**Parts of the exercise:**
1. In the office action on claim 20, why are methods that can be performed mentally held to be unpatentable abstract ideas? Answer in one to three sentences.
2. Write the next part of the office action on claim 20, picking up after its final sentence.

*** Opening of Page excerpt ***

Regarding independent claim 20: the limitations recite: 
A computer program product for improving template matching in a document- image, the computer program product comprising: 
one or more computer readable storage media and program instructions collectively stored on the one or more computer readable storage media readable by at least one processing circuit to perform a method comprising (generic computer components): 
merging, by the one or more processors, a document comprising multiple pages into a single document image (mental process including observation and evaluation, and can be done mentally in the human mind and data gathering); 
processing, by the one or more processors, the document image to identify structural elements and textual content comprising the structural elements (mental process including observation and evaluation, and can be done mentally in the human mind); 
comparing, by the one or more processors, the structural elements of the single document image to structural elements of a group of document templates stored in a database and based on the comparing, identifying a subset of the group of documents templates with a threshold number of similarities to the single document image (mental process including observation and evaluation, and can be done mentally in the human mind); 
generating, by the one or more processors, from the single document image, a graph structure representing the document, wherein the graph structure comprises visual information and connections related to the structural elements and concepts comprising the textual content (mental process including observation and evaluation, and can be done mentally in the human mind); and 
identifying, by the one or more processors, based on comparing the graph structure to the subset of the group of documents templates, a document template that is a closest match to the document (mental process including observation and evaluation, and can be done mentally in the human mind).
These limitations, as drafted, is a simple process that, under their broadest reasonable interpretation, covers performance of the limitations in the mind or by a human. The Examiner notes that under MPEP 2106.04(a)(2)(III), the courts consider a mental process (thinking) that “can be performed in the human mind, or by a human using a pen and paper" to be an abstract idea. CyberSource Corp. v. Retail Decisions, Inc., 654 F.3d 1366, 1372, 99 USPQ2d 1690, 1695 (Fed. Cir. 2011). As the Federal Circuit explained, "methods which can be performed mentally, or which are the equivalent of human mental work, are unpatentable abstract ideas the ‘basic tools of scientific and technological work’ that are open to all.’" 654 F.3d at 1371, 99 USPQ2d at 1694 (citing Gottschalk v. Benson, 409 U.S. 63, 175 USPQ 673 (1972)). See also Mayo Collaborative Servs. v. Prometheus Labs. Inc., 566 U.S. 66, 71, 101 USPQ2d 1961, 1965 ("‘[M]ental processes[] and abstract intellectual concepts are not patentable, as they are the basic tools of scientific and technological work’" (quoting Benson, 409 U.S. at 67, 175 USPQ at 675)); Parker v. Flook, 437 U.S. 584, 589, 198 USPQ 193, 197 (1978) (same). 
As such, a person could mentally treat multiple pages as a single page by laying them vertically above each other and then visually compare the pages to a group of other pages and filter them by color, headers, etc to filter out a group of documents. Then a person could create a graph structure for each header or text in the document such as the section being a node and the edges representing the connection to adjacent sections and comparing that graph to another documents graph with the same graph structure to find the best match. The mere nominal recitation that the various steps are being executed by a processor, system, program product does not take the limitations out of the mental process grouping. Thus, the claims recite a mental process.

STEP 2A (PRONG 2): Does the claim recite additional elements that integrate the judicial exception into a practical application? NO, the claims do not recite additional elements that integrate the judicial exception into a practical application.

*** Close of Page excerpt ***
*** Opening of Data shown ***

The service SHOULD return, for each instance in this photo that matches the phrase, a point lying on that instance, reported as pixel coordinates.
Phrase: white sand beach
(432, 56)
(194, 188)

*** Close of Data shown ***
*** Opening of Data shown ***

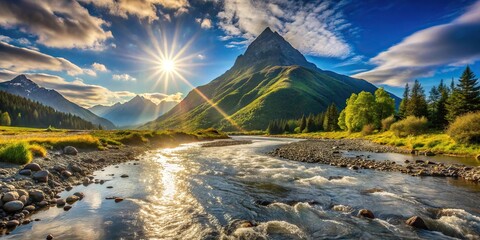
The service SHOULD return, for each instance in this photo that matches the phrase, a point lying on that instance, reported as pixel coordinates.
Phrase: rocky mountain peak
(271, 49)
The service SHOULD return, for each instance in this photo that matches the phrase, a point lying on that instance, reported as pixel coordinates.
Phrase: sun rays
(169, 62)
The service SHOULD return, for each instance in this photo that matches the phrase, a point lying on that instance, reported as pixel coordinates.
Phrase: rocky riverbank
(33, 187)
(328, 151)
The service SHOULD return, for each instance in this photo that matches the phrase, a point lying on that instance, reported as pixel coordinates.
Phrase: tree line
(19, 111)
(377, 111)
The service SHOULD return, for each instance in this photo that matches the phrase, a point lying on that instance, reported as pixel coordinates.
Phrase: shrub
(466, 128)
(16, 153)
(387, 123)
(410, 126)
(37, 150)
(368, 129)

*** Close of Data shown ***
*** Opening of Data shown ***

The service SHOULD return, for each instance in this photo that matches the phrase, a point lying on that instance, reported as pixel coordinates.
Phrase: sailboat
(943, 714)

*** Close of Data shown ***

**Responses in order:**
1. As the Federal Circuit explained in CyberSource, citing Gottschalk v. Benson, methods that can be performed mentally or are the equivalent of human mental work are the "basic tools of scientific and technological work" and are open to all. Mayo Collaborative Servs. v. Prometheus Labs. and Parker v. Flook state the same.

2.
With regard to STEP 2A (prong 2), whether the claim recites additional elements that integrate the judicial exception into a practical application, the guidelines provide the following exemplary considerations that are indicative that an additional element (or combination of elements) may have integrated the judicial exception into a practical application:
an additional element reflects an improvement in the functioning of a computer, or an improvement to other technology or technical field;
an additional element that applies or uses a judicial exception to affect a particular treatment or prophylaxis for a disease or medical condition; 
an additional element implements a judicial exception with, or uses a judicial exception in conjunction with, a particular machine or manufacture that is integral to the claim;
an additional element effects a transformation or reduction of a particular article to a different state or thing; and
an additional element applies or uses the judicial exception in some other meaningful way beyond generally linking the use of the judicial exception to a particular technological environment, such that the claim as a whole is more than a drafting effort designed to monopolize the exception.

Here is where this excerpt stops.